Begin

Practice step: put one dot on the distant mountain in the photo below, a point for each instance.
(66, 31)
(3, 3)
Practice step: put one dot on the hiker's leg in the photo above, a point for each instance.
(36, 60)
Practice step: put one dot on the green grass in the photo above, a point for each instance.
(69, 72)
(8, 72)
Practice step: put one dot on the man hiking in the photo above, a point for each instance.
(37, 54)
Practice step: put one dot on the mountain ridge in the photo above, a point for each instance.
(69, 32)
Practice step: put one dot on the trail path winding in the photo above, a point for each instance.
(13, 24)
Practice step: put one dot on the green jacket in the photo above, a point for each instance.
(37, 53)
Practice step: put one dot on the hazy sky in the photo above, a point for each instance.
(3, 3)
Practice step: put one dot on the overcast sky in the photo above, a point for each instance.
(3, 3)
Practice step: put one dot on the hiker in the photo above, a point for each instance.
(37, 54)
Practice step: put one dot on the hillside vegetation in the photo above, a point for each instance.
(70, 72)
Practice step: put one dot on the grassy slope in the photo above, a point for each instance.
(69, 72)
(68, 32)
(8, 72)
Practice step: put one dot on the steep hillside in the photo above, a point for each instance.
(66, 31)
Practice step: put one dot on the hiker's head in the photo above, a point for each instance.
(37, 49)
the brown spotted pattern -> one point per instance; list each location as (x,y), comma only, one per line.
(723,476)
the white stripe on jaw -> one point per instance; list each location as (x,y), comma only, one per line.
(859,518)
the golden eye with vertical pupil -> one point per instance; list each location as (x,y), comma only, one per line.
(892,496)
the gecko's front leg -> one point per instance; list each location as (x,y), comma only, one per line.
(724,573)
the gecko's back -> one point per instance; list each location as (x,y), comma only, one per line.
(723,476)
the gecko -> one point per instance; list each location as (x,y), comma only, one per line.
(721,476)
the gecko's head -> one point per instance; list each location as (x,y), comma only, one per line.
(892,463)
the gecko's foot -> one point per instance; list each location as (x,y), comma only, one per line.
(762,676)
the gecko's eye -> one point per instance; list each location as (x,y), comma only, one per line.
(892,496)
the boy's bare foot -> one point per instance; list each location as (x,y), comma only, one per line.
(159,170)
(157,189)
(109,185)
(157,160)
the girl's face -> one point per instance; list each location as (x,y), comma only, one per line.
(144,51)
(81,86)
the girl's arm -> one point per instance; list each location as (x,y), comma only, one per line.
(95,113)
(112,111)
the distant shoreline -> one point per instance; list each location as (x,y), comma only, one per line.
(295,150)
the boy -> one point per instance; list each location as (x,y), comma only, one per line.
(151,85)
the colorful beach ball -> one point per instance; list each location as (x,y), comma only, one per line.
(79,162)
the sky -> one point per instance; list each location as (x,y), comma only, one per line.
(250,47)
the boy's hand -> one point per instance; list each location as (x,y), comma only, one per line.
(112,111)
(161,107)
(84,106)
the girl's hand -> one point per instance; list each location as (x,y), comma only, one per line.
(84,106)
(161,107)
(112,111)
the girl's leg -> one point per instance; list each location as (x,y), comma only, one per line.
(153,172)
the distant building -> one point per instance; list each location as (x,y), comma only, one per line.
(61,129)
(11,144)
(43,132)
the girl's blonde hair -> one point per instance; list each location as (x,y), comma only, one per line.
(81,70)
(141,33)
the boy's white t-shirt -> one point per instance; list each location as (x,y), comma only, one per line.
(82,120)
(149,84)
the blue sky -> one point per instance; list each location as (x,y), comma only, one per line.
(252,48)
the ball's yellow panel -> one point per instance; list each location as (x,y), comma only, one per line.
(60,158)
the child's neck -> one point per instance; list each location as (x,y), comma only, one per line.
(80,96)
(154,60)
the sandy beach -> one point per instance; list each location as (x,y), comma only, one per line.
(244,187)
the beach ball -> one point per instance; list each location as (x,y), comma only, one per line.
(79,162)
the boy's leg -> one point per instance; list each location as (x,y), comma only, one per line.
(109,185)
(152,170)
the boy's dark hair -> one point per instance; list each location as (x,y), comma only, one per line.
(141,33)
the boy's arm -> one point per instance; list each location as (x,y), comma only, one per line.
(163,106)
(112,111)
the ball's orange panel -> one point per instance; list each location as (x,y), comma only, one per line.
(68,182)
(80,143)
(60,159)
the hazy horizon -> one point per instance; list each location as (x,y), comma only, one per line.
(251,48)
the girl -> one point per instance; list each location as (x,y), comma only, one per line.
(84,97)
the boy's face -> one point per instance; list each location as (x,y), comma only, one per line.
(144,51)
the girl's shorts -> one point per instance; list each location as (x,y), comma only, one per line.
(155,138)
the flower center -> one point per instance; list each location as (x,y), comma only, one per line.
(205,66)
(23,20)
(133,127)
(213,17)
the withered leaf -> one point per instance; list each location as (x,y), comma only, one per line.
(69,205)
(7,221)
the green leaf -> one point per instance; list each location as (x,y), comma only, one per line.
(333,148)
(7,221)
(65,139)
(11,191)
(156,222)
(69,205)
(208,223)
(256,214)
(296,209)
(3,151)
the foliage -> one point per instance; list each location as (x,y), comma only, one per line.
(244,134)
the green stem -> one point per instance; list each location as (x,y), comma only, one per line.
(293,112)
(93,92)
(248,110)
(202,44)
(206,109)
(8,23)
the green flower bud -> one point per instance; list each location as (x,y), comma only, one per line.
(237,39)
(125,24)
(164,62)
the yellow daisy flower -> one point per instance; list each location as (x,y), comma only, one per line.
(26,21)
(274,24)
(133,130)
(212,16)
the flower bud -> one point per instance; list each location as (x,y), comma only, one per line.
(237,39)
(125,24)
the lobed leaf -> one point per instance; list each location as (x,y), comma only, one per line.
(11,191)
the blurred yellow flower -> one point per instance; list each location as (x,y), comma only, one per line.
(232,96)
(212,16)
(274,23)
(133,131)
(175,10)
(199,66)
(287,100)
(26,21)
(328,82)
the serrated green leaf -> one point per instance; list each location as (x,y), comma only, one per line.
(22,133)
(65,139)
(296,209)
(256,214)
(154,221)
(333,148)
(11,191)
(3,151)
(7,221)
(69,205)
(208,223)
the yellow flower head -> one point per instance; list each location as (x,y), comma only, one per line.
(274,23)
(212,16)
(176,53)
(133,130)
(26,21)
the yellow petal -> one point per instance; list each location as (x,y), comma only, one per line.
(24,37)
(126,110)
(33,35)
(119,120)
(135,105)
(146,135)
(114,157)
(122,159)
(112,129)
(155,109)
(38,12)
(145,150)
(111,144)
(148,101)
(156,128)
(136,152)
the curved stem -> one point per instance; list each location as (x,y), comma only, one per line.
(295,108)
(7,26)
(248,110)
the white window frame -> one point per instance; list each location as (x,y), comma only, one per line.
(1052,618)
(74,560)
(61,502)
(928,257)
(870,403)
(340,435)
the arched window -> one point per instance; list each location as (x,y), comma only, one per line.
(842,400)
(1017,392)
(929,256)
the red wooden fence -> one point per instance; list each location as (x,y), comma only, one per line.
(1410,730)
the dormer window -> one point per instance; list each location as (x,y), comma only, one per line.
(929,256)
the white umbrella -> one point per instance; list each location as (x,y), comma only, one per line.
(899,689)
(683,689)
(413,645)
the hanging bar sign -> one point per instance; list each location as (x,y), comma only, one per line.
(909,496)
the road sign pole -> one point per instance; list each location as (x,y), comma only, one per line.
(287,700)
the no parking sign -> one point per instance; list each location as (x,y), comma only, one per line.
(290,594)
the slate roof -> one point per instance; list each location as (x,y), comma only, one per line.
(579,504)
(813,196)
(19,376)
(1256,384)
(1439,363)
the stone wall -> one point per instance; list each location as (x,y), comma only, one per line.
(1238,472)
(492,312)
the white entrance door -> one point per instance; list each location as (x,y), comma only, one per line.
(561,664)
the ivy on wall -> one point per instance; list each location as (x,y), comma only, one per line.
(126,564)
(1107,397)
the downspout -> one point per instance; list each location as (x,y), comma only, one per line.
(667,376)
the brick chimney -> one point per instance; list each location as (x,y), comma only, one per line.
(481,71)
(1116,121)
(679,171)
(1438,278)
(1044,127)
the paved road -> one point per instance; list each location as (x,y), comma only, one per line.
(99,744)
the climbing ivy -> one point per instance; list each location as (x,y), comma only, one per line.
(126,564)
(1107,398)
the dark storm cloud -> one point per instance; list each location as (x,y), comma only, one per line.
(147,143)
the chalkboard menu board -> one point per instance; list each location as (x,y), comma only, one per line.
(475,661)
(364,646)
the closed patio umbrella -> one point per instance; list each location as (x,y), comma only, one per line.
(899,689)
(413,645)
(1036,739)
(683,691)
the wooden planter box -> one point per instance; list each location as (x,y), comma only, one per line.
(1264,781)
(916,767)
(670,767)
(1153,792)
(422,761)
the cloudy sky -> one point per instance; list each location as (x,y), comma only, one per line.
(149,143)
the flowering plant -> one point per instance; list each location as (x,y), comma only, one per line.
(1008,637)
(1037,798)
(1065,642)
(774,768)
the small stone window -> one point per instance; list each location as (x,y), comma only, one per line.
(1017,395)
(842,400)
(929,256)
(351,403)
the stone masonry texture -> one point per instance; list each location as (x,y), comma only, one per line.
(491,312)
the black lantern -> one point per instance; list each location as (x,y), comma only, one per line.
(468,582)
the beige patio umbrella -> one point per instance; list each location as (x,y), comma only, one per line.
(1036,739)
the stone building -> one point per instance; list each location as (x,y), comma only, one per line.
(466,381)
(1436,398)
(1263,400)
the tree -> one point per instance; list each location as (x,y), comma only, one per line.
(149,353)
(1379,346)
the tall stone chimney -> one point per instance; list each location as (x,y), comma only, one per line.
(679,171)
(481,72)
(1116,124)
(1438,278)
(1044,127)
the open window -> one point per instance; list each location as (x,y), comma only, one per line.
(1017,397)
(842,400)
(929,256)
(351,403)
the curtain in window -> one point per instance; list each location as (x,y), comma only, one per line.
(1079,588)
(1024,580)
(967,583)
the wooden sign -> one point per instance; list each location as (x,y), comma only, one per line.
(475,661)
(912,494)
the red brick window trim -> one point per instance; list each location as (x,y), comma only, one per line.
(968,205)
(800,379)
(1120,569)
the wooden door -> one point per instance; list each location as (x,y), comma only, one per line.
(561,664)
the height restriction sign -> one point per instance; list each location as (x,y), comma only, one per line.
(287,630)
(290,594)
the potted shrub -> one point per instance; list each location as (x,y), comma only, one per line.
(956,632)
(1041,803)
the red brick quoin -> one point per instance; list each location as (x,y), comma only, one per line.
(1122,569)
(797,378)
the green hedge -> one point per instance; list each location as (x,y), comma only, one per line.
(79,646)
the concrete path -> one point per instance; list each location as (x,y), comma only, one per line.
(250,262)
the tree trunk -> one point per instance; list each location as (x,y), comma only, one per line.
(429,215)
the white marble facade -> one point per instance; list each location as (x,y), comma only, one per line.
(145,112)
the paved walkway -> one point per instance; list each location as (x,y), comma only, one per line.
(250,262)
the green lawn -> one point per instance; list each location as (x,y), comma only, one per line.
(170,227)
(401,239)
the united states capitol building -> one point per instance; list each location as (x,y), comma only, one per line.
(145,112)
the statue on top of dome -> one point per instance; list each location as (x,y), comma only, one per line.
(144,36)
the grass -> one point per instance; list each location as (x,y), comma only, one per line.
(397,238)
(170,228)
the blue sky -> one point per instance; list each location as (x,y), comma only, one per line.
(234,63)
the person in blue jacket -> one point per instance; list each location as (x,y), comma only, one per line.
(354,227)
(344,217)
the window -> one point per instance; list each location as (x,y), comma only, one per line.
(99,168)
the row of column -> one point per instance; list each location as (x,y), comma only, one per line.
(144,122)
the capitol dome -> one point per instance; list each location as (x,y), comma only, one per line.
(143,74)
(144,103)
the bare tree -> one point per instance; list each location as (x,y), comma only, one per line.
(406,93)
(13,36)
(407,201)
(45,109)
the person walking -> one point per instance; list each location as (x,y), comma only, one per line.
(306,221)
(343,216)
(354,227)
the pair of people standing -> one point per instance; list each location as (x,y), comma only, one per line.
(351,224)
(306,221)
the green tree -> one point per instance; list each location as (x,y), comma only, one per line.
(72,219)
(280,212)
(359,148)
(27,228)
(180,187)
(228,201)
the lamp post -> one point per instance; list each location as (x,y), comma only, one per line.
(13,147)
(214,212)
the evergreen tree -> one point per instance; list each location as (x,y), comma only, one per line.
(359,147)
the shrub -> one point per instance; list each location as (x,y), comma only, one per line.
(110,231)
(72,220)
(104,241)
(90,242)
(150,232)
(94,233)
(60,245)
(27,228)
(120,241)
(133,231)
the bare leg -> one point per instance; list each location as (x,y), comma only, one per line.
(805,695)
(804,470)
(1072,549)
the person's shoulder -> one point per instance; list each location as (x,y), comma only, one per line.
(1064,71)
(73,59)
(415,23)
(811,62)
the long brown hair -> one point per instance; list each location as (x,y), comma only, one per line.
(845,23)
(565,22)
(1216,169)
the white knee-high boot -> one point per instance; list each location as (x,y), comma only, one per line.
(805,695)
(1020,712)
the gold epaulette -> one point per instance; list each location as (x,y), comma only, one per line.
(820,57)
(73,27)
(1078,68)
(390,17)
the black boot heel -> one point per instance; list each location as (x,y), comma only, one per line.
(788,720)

End

# What the task asks
Copy exactly, and only, the lines from the one containing "the person's shoulder" through the last line of the listing.

# Exercise output
the person's shoulder -> one point per instance; list each location as (x,y), comma only, one per line.
(1064,71)
(73,59)
(415,23)
(811,62)
the long brown hair -> one point per instance; list each location as (x,y), comma only, one per line.
(845,23)
(565,22)
(1216,169)
the white knee-high boot -> one point per instance; list each location as (x,y), comma only, one per line.
(805,695)
(1020,712)
the gold epaulette -> one point per instance; list each location as (x,y), comma only, one per line.
(820,57)
(73,27)
(1078,68)
(390,17)
the black boot heel -> one point per instance; list each location as (x,y), comma only, one per line.
(788,720)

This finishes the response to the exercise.